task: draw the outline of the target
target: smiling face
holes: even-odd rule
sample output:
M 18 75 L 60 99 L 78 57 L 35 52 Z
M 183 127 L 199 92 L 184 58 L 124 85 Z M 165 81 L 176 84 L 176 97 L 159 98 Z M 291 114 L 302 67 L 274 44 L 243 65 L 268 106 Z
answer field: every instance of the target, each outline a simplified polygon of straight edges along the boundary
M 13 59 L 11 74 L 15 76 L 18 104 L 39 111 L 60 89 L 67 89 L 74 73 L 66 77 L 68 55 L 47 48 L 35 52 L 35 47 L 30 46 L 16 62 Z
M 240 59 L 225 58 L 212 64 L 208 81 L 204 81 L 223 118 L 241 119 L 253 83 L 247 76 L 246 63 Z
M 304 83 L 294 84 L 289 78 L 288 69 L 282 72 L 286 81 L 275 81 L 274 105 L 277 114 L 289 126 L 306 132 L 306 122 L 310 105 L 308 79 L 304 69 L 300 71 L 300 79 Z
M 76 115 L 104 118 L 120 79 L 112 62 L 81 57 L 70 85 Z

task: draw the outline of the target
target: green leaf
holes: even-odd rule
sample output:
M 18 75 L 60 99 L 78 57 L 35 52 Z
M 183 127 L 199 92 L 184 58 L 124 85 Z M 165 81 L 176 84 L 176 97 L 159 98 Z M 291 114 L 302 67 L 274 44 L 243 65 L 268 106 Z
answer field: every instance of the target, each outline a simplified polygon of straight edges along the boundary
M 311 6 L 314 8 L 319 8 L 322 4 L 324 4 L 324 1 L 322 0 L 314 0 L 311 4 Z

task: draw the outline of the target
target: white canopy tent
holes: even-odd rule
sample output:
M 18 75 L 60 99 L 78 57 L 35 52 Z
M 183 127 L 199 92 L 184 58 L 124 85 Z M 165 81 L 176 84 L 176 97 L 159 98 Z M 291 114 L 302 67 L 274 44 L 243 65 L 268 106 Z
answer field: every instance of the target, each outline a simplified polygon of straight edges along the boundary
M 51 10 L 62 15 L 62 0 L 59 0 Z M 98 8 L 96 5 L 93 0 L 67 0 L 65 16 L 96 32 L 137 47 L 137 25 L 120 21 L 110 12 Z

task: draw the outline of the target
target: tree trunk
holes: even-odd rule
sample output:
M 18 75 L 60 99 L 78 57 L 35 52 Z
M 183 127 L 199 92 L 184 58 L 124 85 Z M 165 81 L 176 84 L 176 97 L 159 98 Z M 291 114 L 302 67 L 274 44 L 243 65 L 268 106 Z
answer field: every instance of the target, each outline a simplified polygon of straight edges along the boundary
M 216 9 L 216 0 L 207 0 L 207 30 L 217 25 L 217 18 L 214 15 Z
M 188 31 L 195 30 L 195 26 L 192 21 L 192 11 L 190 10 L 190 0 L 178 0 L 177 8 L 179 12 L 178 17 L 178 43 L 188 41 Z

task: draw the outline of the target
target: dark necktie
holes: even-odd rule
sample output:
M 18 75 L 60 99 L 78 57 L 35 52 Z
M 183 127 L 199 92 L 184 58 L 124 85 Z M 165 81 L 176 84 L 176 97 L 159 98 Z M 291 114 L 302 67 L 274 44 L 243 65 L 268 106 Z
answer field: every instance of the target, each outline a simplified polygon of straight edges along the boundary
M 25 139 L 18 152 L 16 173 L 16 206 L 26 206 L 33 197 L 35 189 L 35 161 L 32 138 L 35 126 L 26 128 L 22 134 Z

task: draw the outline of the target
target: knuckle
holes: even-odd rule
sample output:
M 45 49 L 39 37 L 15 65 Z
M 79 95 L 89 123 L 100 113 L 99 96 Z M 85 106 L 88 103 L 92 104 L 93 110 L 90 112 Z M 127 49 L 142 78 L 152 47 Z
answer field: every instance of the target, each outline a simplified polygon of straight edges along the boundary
________________
### Problem details:
Rewrite everything from the start of the records down to the line containing "M 76 115 L 104" as a numbered list, that line included and any blank lines dropped.

### Solution below:
1. task: draw the outline of the target
2. target: smiling face
3. holes: even-odd rule
4. sample output:
5. M 18 75 L 60 99 L 78 57 L 35 52 Z
6. M 183 127 L 199 92 L 184 58 L 124 85 Z M 165 81 L 176 84 L 176 97 L 159 98 Z M 291 114 L 302 67 L 274 44 L 243 65 L 268 106 Z
7. answer field: every instance of the target, each outline a simplified polygon of straight edges along the boundary
8. M 13 59 L 11 74 L 15 76 L 18 104 L 39 111 L 60 89 L 67 89 L 74 73 L 66 77 L 68 55 L 47 48 L 35 52 L 35 47 L 30 46 L 16 62 Z
9. M 240 59 L 225 58 L 212 64 L 208 81 L 204 81 L 223 118 L 241 119 L 253 83 L 247 76 L 246 63 Z
10. M 304 83 L 294 84 L 289 78 L 288 69 L 282 72 L 286 81 L 275 81 L 274 105 L 277 114 L 289 126 L 306 132 L 306 122 L 310 105 L 308 79 L 304 69 L 300 71 L 300 79 Z
11. M 76 115 L 104 118 L 120 79 L 112 62 L 81 57 L 70 85 Z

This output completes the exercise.